**PASSAGE TO READ:**
++++++++
What Next...Carb Mods or Mushrooms?

Discussion in 'Whizzer Motorized Bicycles' started by Hal the Elder, Jan 5, 2009.

  1. Hal the Elder

    Hal the Elder Member

    Well...I've got my intake restriction opened up to match the carb venturi and the intake port, and I've got a Hi-Flow muffler insert installed, and I've got the cam gear advanced one tooth.

    What should my next priority be...Re-jetting the Carb or ordering the Mushroom Valve Lifters?

    My throttle response seems to be OK, but since I live at 3000 ft. elevation, (where the air is thinner), do you think this would cause my fuel/air mixture to be a bit on the rich side?

    Thanks...
    HAL & OSCAR
     

  2. KilroyCD

    KilroyCD Active Member

    Hal, I'm going to make this suggestion because of my lifters going bad in less than 300 miles. Do the mushroom lifters first, then worry about the mixture. You may also find that (if you take care of the mixture first), because the 'shrooms hold the valves open longer the mixture may need to be changed yet again.
     
  3. Quenton Guenther

    Quenton Guenther Motored Bikes Sponsor

    Hi Hal & Oscar,
    Guess what? Chances are if you change the valve timing [mushroom lifters] you will also effect the air/fuel requirements slightly.
++++++++
**DATA LINES:**

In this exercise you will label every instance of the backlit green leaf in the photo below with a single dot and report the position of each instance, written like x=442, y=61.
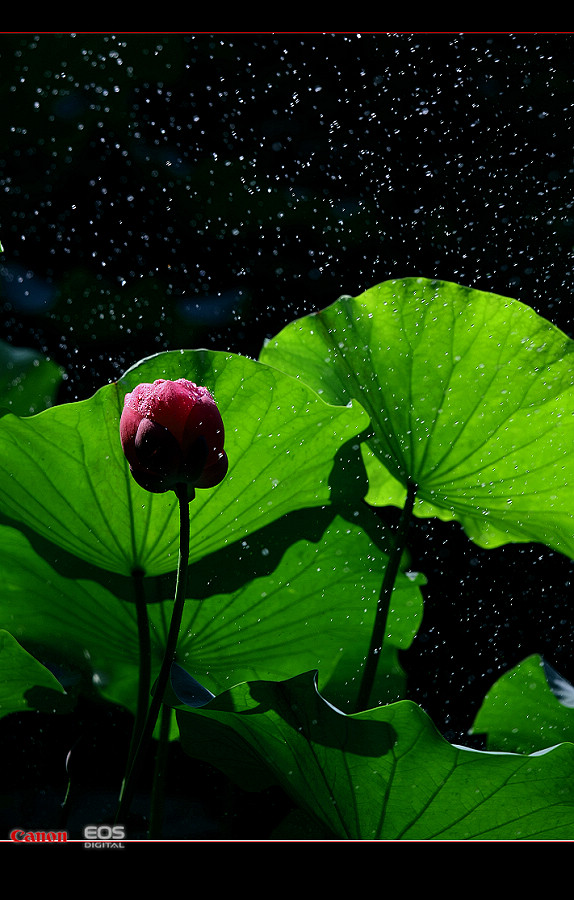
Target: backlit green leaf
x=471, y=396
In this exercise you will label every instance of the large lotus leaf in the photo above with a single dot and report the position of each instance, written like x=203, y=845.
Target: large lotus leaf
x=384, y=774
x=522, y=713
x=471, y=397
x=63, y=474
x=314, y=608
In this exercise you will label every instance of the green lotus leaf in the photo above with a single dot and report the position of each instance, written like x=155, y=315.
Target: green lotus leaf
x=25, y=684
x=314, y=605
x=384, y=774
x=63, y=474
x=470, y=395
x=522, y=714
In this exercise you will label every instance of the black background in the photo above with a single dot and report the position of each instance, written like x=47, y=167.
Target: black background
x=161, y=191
++++++++
**WHAT TO DO:**
1. According to the forum thread, at what elevation does Hal the Elder live?
2. Find every line in the rows that contains the word "green", and copy each one. Case counts.
The forum thread and the rows were taken from separate sources.

**TASK-BY-TASK ANSWERS:**
1. 3000 ft.

2.
In this exercise you will label every instance of the backlit green leaf in the photo below with a single dot and report the position of each instance, written like x=442, y=61.
Target: backlit green leaf
In this exercise you will label every instance of the green lotus leaf in the photo above with a single dot and report the position of each instance, written like x=155, y=315.
Target: green lotus leaf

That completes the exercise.